Short problem: Copy out word for word the lines of the entries below, from the line containing "Locate every instance of the foliage" through the last line of the entries, inclusive.

Data shown:
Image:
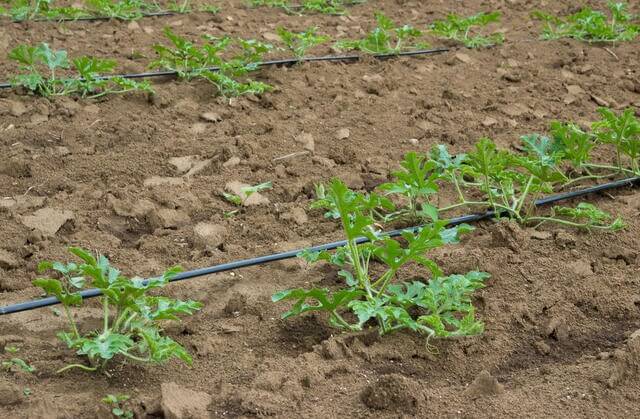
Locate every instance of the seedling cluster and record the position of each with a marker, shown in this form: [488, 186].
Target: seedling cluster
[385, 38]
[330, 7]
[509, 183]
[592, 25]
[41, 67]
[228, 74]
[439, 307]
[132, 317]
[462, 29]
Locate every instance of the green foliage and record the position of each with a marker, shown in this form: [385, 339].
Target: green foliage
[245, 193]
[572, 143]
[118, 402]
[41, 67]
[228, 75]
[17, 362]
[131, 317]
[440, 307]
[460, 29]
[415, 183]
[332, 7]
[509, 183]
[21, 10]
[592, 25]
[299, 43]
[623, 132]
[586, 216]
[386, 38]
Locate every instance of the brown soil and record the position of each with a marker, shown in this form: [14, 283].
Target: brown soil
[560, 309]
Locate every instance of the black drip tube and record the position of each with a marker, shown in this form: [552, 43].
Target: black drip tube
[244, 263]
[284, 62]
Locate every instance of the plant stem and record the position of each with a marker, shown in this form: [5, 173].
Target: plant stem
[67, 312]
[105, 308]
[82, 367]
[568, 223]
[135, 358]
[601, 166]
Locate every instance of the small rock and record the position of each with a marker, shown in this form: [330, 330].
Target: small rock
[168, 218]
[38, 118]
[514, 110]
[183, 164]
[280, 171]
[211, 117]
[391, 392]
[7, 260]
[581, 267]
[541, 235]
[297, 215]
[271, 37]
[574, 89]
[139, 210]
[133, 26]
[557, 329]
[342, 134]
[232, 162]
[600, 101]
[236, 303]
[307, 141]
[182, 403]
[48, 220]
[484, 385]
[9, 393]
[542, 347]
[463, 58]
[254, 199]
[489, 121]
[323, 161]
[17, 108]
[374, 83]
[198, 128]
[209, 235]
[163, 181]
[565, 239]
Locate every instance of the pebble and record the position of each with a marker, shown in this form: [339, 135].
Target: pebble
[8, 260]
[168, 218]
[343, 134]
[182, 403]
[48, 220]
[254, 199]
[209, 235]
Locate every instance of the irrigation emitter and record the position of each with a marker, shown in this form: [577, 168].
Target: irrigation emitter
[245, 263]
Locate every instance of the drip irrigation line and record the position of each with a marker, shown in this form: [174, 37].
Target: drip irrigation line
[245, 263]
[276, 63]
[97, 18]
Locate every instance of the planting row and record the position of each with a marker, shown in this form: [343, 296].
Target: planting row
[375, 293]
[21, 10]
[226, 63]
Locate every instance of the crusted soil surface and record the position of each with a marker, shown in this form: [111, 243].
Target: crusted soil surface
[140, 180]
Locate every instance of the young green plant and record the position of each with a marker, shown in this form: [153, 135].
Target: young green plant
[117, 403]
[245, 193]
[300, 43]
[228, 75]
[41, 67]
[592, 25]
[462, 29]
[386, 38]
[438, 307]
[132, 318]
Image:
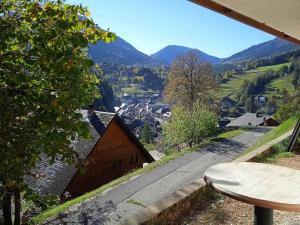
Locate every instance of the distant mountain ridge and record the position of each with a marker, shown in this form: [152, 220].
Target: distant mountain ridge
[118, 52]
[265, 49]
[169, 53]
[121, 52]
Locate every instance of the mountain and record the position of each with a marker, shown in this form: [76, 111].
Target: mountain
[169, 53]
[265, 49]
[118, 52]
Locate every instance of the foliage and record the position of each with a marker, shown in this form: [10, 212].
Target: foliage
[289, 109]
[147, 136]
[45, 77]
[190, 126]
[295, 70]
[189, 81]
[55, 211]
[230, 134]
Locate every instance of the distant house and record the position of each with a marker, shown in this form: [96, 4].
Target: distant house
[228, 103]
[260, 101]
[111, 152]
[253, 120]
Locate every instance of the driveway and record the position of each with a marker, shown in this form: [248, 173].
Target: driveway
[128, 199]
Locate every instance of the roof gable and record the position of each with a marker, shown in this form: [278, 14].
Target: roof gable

Solution to this exercise:
Locate every instance of the foliage and record the position of each with a marker, shown in this form: [10, 212].
Target: foliage
[289, 109]
[147, 136]
[45, 77]
[190, 126]
[295, 70]
[189, 81]
[55, 211]
[230, 134]
Locate every instance of the distant house and record the position of each with a marker, shown in this form: [96, 4].
Target: distant house
[228, 103]
[260, 101]
[111, 152]
[253, 120]
Locate every instance of the driveway and record the position of each with a marker, shown in this form: [248, 173].
Target: driveway
[128, 199]
Locate every instance of the roof gable and record the position of each with a marker, shown in this form: [278, 14].
Target: roof gable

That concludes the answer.